• Data records
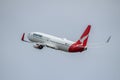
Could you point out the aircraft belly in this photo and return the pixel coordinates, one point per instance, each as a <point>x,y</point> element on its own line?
<point>63,47</point>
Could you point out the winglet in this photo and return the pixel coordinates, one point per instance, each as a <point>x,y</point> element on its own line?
<point>22,38</point>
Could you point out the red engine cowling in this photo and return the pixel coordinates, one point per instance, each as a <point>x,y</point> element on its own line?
<point>38,46</point>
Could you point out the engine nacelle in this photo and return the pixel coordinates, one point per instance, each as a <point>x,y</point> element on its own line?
<point>38,46</point>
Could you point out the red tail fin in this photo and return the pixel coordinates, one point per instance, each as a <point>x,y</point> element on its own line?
<point>84,38</point>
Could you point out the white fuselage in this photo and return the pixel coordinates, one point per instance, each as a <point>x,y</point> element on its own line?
<point>50,41</point>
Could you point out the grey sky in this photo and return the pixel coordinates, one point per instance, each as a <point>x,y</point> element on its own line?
<point>62,18</point>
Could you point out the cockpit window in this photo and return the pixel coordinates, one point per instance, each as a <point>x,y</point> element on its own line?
<point>37,35</point>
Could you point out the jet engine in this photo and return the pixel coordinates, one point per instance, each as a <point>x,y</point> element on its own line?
<point>38,46</point>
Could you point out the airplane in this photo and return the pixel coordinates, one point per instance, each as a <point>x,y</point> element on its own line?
<point>45,40</point>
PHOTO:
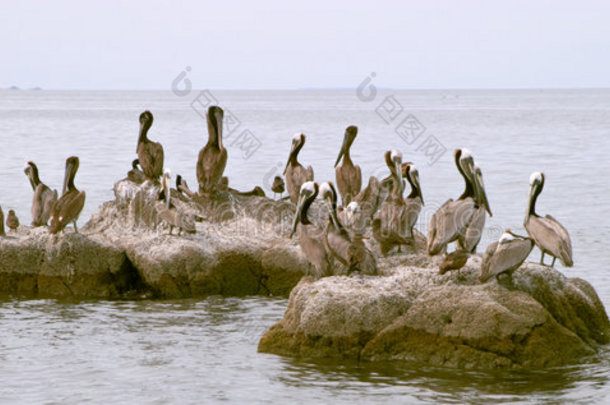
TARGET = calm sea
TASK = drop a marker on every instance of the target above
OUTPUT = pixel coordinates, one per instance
(205, 350)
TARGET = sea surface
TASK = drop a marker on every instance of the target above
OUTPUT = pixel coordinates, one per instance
(203, 351)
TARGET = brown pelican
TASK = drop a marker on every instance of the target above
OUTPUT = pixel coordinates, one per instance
(150, 154)
(135, 174)
(12, 221)
(213, 156)
(294, 172)
(169, 213)
(548, 234)
(311, 237)
(69, 206)
(391, 228)
(182, 187)
(453, 261)
(356, 257)
(348, 175)
(452, 218)
(278, 186)
(505, 255)
(2, 233)
(44, 198)
(469, 240)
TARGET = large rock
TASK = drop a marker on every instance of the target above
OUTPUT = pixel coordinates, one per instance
(541, 319)
(36, 264)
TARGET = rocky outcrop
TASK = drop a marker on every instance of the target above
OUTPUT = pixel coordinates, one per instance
(540, 319)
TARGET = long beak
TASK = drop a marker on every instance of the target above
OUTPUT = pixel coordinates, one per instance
(297, 215)
(67, 175)
(342, 151)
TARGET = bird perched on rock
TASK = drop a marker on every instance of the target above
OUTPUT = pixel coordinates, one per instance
(12, 221)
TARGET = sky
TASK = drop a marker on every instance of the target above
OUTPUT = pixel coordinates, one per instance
(272, 44)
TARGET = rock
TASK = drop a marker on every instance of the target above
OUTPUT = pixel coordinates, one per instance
(541, 319)
(36, 264)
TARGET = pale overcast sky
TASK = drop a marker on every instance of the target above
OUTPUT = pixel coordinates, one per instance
(321, 44)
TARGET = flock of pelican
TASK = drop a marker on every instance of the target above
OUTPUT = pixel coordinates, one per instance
(380, 207)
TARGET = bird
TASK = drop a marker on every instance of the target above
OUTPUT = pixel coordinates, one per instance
(2, 233)
(278, 186)
(212, 158)
(355, 256)
(150, 154)
(453, 217)
(348, 175)
(547, 233)
(311, 240)
(391, 227)
(294, 172)
(136, 175)
(168, 212)
(183, 187)
(69, 206)
(505, 255)
(453, 261)
(12, 221)
(470, 238)
(44, 198)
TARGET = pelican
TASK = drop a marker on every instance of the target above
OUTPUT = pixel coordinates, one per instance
(391, 228)
(213, 157)
(150, 154)
(348, 175)
(311, 237)
(169, 213)
(469, 240)
(452, 218)
(339, 244)
(12, 221)
(44, 198)
(505, 255)
(278, 186)
(294, 172)
(136, 175)
(548, 234)
(182, 187)
(2, 233)
(69, 206)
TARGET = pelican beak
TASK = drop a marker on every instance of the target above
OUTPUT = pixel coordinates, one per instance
(343, 148)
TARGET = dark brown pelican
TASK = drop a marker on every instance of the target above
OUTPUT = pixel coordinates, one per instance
(12, 221)
(150, 154)
(348, 175)
(355, 256)
(453, 261)
(505, 255)
(311, 237)
(44, 198)
(213, 157)
(69, 206)
(183, 187)
(169, 213)
(294, 172)
(2, 233)
(135, 174)
(469, 240)
(391, 228)
(548, 234)
(451, 220)
(278, 186)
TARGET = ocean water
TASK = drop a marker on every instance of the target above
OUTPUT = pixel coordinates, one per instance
(205, 350)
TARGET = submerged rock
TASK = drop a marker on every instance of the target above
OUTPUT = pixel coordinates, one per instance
(541, 319)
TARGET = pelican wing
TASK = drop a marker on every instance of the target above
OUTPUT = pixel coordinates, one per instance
(550, 237)
(504, 257)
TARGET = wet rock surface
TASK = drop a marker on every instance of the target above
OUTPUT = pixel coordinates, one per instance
(540, 319)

• Directions for this task
Please work out how many lines above carry "surface", writing only the result.

• Solved problem
2